◆ **WHAT IS BEING ASKED**: Convert the records below into a JSON list of strings, one string per line and blank lines omitted, covering only the lines from the start of the records through the line containing "x=511, y=357", inclusive.

◆ **EXTRACTED INFORMATION**:
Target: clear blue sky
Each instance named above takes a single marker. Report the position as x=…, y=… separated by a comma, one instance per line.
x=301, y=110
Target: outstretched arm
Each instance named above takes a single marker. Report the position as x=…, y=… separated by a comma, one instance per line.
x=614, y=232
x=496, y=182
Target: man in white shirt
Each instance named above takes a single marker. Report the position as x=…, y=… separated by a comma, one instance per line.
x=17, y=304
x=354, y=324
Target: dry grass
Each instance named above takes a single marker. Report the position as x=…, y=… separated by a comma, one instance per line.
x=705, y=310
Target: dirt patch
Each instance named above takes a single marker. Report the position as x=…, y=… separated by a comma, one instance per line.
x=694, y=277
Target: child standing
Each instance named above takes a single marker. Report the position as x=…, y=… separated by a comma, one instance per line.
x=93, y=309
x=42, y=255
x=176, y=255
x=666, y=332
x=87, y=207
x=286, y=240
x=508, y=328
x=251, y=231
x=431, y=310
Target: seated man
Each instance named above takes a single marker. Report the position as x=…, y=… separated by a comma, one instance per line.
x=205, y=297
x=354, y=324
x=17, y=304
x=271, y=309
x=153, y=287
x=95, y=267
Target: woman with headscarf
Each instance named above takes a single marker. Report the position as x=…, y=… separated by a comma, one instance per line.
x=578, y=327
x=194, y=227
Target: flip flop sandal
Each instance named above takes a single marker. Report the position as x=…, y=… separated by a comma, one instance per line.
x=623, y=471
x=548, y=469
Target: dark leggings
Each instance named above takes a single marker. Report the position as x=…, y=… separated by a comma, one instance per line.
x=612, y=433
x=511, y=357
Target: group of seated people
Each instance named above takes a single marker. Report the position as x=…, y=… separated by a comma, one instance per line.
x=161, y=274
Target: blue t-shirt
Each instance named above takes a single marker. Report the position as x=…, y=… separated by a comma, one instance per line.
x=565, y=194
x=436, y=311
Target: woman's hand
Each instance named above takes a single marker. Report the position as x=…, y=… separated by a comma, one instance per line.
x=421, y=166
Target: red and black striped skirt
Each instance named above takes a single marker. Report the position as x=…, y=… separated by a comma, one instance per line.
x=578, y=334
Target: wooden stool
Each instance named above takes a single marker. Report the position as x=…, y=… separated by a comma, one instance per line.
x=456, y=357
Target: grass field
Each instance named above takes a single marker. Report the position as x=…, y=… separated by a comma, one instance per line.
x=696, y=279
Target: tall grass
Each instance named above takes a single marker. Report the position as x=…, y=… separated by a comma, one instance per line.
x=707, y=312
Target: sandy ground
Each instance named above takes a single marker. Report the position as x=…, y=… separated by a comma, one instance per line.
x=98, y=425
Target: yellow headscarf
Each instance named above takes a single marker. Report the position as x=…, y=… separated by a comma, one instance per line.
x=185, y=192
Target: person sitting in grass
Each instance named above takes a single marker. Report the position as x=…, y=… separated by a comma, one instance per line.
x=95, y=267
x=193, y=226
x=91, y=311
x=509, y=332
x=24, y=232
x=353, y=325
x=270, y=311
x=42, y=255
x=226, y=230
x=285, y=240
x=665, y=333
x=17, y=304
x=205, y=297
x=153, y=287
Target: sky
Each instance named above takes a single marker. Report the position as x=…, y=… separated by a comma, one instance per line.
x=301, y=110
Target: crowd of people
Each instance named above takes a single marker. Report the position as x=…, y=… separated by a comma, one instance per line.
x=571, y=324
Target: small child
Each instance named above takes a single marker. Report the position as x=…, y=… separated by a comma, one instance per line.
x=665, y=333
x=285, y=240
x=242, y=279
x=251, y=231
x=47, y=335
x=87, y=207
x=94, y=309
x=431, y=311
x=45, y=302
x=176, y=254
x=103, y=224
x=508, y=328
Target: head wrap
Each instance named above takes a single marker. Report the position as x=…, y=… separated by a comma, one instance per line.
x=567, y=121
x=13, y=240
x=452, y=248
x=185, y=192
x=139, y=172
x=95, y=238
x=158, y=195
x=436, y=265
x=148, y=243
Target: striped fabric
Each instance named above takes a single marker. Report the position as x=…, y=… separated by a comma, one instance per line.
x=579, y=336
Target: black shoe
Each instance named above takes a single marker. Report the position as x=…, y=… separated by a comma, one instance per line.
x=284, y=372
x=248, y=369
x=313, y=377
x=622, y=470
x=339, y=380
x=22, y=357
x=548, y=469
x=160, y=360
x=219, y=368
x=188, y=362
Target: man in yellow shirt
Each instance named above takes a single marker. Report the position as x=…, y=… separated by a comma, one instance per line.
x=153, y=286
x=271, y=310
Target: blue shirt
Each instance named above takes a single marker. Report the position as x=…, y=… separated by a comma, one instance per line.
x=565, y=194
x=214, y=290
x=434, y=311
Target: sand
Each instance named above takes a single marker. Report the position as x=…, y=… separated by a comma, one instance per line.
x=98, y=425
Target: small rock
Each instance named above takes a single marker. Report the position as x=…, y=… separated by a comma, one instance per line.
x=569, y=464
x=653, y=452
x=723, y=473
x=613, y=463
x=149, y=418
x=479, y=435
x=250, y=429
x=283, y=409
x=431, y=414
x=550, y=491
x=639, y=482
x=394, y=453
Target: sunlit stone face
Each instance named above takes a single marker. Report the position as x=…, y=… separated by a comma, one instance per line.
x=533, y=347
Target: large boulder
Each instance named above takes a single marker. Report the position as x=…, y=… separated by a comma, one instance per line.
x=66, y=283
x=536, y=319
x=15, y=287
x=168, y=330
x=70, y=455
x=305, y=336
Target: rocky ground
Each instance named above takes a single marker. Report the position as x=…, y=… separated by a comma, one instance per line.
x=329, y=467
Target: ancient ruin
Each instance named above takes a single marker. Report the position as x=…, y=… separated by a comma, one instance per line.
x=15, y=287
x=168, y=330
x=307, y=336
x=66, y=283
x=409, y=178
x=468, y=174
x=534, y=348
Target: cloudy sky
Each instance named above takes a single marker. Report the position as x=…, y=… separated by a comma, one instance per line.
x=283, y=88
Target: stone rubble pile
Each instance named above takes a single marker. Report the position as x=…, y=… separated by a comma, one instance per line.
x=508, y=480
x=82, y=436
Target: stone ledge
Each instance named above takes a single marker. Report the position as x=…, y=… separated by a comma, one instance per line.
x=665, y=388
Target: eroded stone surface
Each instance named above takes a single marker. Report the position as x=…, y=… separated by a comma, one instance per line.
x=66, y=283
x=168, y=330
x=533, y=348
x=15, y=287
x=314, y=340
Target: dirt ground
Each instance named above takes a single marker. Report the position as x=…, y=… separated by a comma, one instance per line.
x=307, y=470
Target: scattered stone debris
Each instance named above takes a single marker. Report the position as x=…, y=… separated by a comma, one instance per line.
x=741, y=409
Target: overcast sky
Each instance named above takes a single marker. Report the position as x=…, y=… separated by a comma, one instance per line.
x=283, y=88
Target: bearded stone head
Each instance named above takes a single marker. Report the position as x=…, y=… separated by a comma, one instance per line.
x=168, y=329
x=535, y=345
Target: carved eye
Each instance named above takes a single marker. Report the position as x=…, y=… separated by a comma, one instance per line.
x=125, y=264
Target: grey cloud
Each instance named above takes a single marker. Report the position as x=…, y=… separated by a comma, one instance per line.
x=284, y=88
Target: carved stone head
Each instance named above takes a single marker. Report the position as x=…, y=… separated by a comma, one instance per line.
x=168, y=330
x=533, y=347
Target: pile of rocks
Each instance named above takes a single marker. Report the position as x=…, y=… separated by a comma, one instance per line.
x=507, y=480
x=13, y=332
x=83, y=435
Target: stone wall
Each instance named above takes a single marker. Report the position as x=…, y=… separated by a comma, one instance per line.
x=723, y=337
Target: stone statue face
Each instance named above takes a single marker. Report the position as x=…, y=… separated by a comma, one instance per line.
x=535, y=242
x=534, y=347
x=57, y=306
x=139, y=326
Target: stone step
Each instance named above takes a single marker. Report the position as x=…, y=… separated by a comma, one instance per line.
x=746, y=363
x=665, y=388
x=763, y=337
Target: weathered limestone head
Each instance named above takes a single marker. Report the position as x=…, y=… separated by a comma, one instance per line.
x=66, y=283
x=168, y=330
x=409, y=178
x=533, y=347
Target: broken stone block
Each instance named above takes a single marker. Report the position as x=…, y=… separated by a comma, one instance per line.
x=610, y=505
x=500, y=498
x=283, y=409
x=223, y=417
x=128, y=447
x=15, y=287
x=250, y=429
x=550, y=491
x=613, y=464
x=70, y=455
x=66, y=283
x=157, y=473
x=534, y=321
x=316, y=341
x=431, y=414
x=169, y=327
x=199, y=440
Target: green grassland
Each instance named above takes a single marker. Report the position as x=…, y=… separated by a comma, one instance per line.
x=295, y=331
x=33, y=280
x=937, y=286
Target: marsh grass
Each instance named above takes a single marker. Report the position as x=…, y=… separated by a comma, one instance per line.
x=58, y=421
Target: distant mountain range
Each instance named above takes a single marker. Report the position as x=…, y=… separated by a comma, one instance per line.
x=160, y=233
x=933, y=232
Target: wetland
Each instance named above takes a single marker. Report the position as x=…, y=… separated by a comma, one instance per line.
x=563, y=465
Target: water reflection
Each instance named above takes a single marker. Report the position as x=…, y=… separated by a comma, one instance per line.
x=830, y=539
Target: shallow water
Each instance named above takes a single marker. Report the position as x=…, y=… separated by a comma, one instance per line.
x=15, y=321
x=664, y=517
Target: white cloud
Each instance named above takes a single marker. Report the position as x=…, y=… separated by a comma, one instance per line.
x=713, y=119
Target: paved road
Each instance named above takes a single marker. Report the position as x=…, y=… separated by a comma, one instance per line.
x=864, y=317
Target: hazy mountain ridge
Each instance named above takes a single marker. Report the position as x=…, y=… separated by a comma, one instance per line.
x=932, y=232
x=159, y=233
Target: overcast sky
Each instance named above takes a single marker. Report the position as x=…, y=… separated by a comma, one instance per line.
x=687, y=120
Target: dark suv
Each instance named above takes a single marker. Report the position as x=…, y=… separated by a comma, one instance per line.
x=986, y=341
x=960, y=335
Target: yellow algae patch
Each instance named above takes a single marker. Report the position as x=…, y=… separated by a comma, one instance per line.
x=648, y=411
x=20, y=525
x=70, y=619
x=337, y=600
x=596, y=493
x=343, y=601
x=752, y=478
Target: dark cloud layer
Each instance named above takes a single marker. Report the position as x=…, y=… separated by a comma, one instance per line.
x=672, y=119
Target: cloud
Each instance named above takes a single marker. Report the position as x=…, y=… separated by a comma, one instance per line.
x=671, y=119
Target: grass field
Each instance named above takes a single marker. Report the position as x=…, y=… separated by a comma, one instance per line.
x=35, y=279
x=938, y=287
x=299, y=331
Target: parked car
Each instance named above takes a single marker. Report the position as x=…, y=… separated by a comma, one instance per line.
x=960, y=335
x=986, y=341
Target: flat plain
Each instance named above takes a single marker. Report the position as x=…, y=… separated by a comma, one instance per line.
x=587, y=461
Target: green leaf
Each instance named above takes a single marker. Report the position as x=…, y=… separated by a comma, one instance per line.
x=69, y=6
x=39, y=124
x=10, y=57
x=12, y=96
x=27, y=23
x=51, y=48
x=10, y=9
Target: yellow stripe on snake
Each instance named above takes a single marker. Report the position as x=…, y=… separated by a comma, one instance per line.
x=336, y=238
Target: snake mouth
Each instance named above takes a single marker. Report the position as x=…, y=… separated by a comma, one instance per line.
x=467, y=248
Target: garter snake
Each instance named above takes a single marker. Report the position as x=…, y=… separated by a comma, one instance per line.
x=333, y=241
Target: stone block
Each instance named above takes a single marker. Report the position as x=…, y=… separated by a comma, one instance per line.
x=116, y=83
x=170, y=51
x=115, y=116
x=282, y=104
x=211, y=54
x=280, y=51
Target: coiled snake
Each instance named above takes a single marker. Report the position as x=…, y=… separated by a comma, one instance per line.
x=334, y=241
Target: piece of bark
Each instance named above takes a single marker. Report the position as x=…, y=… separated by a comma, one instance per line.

◆ **CORRECT RESULT**:
[
  "Target: clear blue sky",
  "Each instance named above takes a single marker. Report the position as x=…, y=… separated by a comma, one instance per line.",
  "x=301, y=110",
  "Target: outstretched arm",
  "Each instance named above takes a single marker. Report the position as x=…, y=… separated by a comma, one instance per line.",
  "x=614, y=232",
  "x=496, y=182",
  "Target: man in white shirt",
  "Each instance named above takes a single marker. Report the position as x=…, y=… separated by a comma, one instance per line.",
  "x=17, y=304",
  "x=354, y=324",
  "Target: dry grass",
  "Each instance named above takes a single marker. Report the position as x=…, y=… separated by a comma, one instance per line.",
  "x=705, y=310",
  "Target: dirt patch",
  "Each instance named above takes a single marker. Report the position as x=…, y=… separated by a comma, one instance per line.",
  "x=694, y=277",
  "Target: child standing",
  "Each instance named above takes a single marker. Report the position as x=…, y=… separated by a comma, one instance per line.",
  "x=93, y=309",
  "x=42, y=255",
  "x=176, y=255",
  "x=666, y=332",
  "x=87, y=207",
  "x=286, y=240",
  "x=508, y=328",
  "x=251, y=231",
  "x=431, y=310",
  "Target: seated man",
  "Each instance named above takes a single marker. Report the position as x=…, y=… separated by a comma, one instance per line.",
  "x=205, y=297",
  "x=354, y=324",
  "x=17, y=304",
  "x=271, y=309",
  "x=153, y=287",
  "x=95, y=267",
  "Target: woman with headscarf",
  "Each instance named above takes a single marker. Report the position as x=…, y=… separated by a comma, one instance per line.",
  "x=578, y=327",
  "x=194, y=227",
  "Target: flip flop sandal",
  "Each instance named above takes a single marker. Report the position as x=…, y=… separated by a comma, one instance per line.",
  "x=623, y=471",
  "x=548, y=469",
  "Target: dark leggings",
  "Each instance named above takes a single marker. Report the position as x=…, y=… separated by a comma, one instance per line.",
  "x=612, y=433",
  "x=511, y=357"
]